AIM OF THE EXERCISE » Nothing should be left out: output all of the entries exactly.

-- Start of GIVEN DATA --

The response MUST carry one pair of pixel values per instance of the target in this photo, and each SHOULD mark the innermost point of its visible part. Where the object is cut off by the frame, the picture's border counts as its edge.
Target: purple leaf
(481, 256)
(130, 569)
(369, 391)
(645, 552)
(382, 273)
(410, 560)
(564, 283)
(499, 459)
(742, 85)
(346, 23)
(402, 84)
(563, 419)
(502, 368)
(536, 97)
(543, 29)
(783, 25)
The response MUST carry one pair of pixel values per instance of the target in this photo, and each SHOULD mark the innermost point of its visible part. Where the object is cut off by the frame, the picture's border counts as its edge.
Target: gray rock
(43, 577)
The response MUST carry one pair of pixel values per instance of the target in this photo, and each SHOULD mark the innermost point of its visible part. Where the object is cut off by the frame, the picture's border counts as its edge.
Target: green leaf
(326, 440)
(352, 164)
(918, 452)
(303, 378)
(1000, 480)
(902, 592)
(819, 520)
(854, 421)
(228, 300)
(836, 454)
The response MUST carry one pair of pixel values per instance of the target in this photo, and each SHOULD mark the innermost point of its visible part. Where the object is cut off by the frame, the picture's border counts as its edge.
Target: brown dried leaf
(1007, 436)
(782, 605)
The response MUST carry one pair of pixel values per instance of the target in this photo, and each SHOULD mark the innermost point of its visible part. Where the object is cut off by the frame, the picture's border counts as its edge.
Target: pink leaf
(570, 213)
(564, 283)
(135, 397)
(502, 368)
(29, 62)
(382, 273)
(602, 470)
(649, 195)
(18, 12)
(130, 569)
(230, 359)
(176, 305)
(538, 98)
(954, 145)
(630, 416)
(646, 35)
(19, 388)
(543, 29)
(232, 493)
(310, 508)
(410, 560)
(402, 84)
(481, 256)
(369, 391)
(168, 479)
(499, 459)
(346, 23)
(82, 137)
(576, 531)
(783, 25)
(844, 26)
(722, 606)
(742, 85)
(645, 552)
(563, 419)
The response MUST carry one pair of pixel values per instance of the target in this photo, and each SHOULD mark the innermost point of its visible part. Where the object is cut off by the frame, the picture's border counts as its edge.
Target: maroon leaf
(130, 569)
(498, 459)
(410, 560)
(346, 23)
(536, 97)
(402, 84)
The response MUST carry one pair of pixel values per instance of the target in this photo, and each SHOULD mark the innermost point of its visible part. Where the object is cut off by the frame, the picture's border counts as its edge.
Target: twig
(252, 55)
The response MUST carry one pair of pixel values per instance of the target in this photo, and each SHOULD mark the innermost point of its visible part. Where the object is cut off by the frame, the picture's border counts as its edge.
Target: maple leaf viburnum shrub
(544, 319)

-- End of GIVEN DATA --

FINISHED ANSWER »
The response MUST carry one pair of pixel values per instance of the target in this photo, and each SHOULD mark the innermost point of its visible part. Where the object is cut off by the frame, the picture's border counts as its edge.
Target: purple leaf
(481, 256)
(130, 569)
(369, 391)
(645, 552)
(382, 273)
(410, 560)
(564, 283)
(499, 459)
(742, 85)
(346, 23)
(402, 84)
(563, 419)
(502, 368)
(536, 97)
(543, 29)
(783, 25)
The response MUST carry one pair of pixel values per instance of the target in this photo, and each SHOULD mark the innermost point of its visible part. Where the object is cut off by the frame, the picture's border counts as its edge.
Target: gray rock
(43, 577)
The response MUST carry one pair of pixel values per instance of the target in this photo, and each SHOULD mark the innermost point of its visible part. Where the object is cut off by the frame, the picture's border counts as its edge.
Target: green leaf
(326, 440)
(352, 164)
(918, 452)
(303, 378)
(1000, 480)
(902, 592)
(819, 520)
(854, 421)
(228, 300)
(836, 454)
The response MUST carry one pair of pixel values per instance of the target in this photo, and each SHOULD mark the innermost point of its visible part. Where the object is cut off by the frame, the picture's border counts as its edge.
Target: brown dried leaf
(1007, 436)
(782, 605)
The response MUST carry one pair of pixel values per instance of the target in this photo, and each SHOULD mark the innermost point of its visible part. Where the object is cut off by the frame, the picture's border counts as its edge.
Target: pink leaf
(570, 213)
(564, 283)
(135, 397)
(502, 368)
(29, 62)
(382, 273)
(602, 470)
(649, 195)
(18, 12)
(130, 569)
(230, 359)
(176, 305)
(538, 98)
(954, 145)
(630, 416)
(646, 35)
(19, 388)
(543, 29)
(232, 493)
(310, 508)
(410, 560)
(402, 84)
(481, 256)
(369, 391)
(168, 479)
(499, 459)
(346, 23)
(82, 137)
(576, 531)
(783, 25)
(844, 26)
(722, 606)
(742, 85)
(645, 552)
(563, 419)
The response MUST carry one pair of pixel values per instance of the target in this photo, and each SHOULD mark the innermost point of its visible part. Where the object is cut off by the frame, the picture's border counts as its edge.
Target: maroon leaf
(130, 569)
(498, 459)
(410, 560)
(346, 23)
(536, 97)
(402, 84)
The response MUST carry one pair of pixel values per instance of the target in this photo, and each SHOULD mark the innermost point of its visible part. Where the object is cut off by the frame, the picture's border counts as its edge.
Target: twig
(252, 55)
The response MUST carry one pair of pixel values per instance of the target in this photo, and each SHOULD mark the innermost point of its visible part. Where the object is cut off by the frame, the picture's border counts as its edge.
Target: maple leaf viburnum shrub
(544, 319)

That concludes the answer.